You can read the full piece here.
But today, we’re going to run through some ideas that could help you bring those practices into the real world.
If your recruiters are struggling to keep hold of their clients, costing you money, time, and sanity, these tips could turn the tide of fortune.
Let’s dive in.
Tip for relationship building
Friends trust friends with their business. Of course, most hiring managers are unlikely to go out of their way to become friends with a recruiter.
And so it’s your recruiters’ job to take their current clients on that ride. And if friendship isn’t the end goal, a better relationship should be. One where value’s given on both sides. One where mutual respect‘s given. A partnership built on trust and accountability.
This can happen on the phone, of course. But it’s a much longer and harder journey than doing it in person.
Task your recruiters with taking an existing client and inviting them to an event.
The event should be centred around something the client already likes. It could be a round of golf. It might be a fancy dinner. Maybe afternoon tea at the Ritz? Or a sporting fixture where the conversation can naturally turn to topics other than work and hiring.
Harmonious relationships aren’t built overnight. They take time.
But the more your recruiters take active steps toward building their client relationships, the stronger they’ll be.
Anecdotally, it seems very few recruiters are leaving the office to go and meet their network in 2025. If yours do, they’ll stand out. And that line they parrot about long-term partnerships will look slightly more rooted in truth.
How many clients should they see, in person, on a weekly basis? More than they’re seeing now. But if they’re not currently meeting any, start targeting them on this metric.

PROBLEM TO SOLVE >> Condense the paragraph of the article that begins "The event should be centred" into a short list that keeps its main facts. Nothing in the records is needed for this work.

[Saved data entries]
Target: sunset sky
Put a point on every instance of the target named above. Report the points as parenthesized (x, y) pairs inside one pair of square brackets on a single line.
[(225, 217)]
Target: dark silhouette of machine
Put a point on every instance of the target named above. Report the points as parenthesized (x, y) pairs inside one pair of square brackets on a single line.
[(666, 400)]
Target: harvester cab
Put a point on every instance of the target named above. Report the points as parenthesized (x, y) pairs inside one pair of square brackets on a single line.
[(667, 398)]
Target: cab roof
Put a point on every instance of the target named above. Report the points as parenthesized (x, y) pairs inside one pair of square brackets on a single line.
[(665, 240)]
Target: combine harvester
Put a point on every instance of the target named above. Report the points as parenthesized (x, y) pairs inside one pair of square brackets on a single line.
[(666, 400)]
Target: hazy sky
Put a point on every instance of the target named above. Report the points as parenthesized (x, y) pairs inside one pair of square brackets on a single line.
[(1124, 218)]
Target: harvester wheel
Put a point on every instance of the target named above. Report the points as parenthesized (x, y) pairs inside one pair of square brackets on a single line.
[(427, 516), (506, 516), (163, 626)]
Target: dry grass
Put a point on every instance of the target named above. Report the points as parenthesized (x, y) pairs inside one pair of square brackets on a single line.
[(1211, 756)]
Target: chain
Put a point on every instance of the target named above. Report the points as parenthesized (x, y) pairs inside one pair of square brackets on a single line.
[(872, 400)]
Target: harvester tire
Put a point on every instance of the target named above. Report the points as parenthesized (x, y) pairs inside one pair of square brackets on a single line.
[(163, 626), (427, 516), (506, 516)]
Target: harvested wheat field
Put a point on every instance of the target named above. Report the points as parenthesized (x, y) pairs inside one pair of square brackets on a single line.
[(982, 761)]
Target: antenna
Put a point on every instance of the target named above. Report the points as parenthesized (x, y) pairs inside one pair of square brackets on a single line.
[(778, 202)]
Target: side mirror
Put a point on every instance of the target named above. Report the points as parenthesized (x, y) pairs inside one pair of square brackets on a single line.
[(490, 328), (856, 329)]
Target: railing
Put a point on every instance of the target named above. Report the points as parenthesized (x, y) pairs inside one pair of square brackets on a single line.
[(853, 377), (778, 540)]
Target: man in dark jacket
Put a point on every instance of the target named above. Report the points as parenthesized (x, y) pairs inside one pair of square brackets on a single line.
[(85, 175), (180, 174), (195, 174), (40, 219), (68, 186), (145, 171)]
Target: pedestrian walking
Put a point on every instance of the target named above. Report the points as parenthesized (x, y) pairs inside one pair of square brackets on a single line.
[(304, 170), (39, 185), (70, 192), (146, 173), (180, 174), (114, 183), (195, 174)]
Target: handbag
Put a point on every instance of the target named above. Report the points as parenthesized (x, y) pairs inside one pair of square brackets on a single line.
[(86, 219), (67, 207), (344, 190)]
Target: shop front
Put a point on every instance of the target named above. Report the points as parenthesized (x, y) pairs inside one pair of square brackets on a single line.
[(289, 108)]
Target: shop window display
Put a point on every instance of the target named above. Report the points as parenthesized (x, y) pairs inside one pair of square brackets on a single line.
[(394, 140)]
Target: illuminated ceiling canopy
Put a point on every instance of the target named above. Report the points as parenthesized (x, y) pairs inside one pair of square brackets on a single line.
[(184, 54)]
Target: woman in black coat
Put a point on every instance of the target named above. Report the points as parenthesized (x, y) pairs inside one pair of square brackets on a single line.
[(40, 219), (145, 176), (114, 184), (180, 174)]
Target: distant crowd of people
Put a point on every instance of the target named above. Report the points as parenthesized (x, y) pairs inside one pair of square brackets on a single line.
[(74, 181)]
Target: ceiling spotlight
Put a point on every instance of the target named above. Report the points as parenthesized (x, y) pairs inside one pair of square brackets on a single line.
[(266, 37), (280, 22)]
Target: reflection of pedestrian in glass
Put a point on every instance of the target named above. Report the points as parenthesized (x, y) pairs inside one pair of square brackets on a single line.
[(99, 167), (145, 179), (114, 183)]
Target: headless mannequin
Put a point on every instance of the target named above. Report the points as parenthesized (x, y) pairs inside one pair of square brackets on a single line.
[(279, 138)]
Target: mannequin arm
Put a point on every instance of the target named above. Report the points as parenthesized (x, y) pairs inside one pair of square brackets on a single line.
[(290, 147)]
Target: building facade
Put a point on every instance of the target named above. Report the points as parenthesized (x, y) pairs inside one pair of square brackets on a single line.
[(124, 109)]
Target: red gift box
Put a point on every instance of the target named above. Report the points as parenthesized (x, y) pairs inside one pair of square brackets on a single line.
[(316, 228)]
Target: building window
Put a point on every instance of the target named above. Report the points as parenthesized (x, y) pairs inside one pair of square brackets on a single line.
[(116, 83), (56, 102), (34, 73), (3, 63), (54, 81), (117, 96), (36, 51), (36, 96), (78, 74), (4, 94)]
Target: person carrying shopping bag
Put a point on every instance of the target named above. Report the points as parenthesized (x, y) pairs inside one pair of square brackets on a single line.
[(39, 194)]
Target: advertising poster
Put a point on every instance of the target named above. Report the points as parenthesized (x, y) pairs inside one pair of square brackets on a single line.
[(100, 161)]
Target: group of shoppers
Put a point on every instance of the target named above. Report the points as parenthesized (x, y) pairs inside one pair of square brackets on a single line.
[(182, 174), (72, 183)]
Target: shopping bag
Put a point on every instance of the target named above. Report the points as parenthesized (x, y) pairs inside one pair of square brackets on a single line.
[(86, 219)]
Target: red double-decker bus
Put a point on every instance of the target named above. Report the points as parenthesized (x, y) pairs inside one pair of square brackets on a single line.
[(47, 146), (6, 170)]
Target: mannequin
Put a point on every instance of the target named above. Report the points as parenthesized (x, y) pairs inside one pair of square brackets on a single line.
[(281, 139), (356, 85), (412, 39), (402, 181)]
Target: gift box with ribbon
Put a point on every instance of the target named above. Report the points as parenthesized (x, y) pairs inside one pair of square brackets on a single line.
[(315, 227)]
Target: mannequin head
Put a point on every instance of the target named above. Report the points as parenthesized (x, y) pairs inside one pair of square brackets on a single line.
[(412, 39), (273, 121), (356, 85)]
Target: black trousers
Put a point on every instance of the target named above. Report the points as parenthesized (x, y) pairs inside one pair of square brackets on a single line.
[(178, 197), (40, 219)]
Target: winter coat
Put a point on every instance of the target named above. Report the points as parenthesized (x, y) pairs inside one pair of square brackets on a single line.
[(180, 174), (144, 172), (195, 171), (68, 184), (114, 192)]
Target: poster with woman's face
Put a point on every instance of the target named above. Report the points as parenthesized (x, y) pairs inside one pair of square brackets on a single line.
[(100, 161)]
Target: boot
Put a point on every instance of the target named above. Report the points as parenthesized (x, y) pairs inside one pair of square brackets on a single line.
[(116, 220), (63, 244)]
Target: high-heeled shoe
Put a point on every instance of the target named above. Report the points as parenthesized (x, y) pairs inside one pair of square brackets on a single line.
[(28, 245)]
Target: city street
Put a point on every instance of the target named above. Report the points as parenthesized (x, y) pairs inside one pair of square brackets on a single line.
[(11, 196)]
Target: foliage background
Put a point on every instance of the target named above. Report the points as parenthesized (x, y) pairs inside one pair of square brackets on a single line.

SOLUTION TO THE EXERCISE >>
The event should center on something the client already likes, such as:
- a round of golf
- a fancy dinner
- afternoon tea at the Ritz
- a sporting fixture where conversation can naturally turn away from work and hiring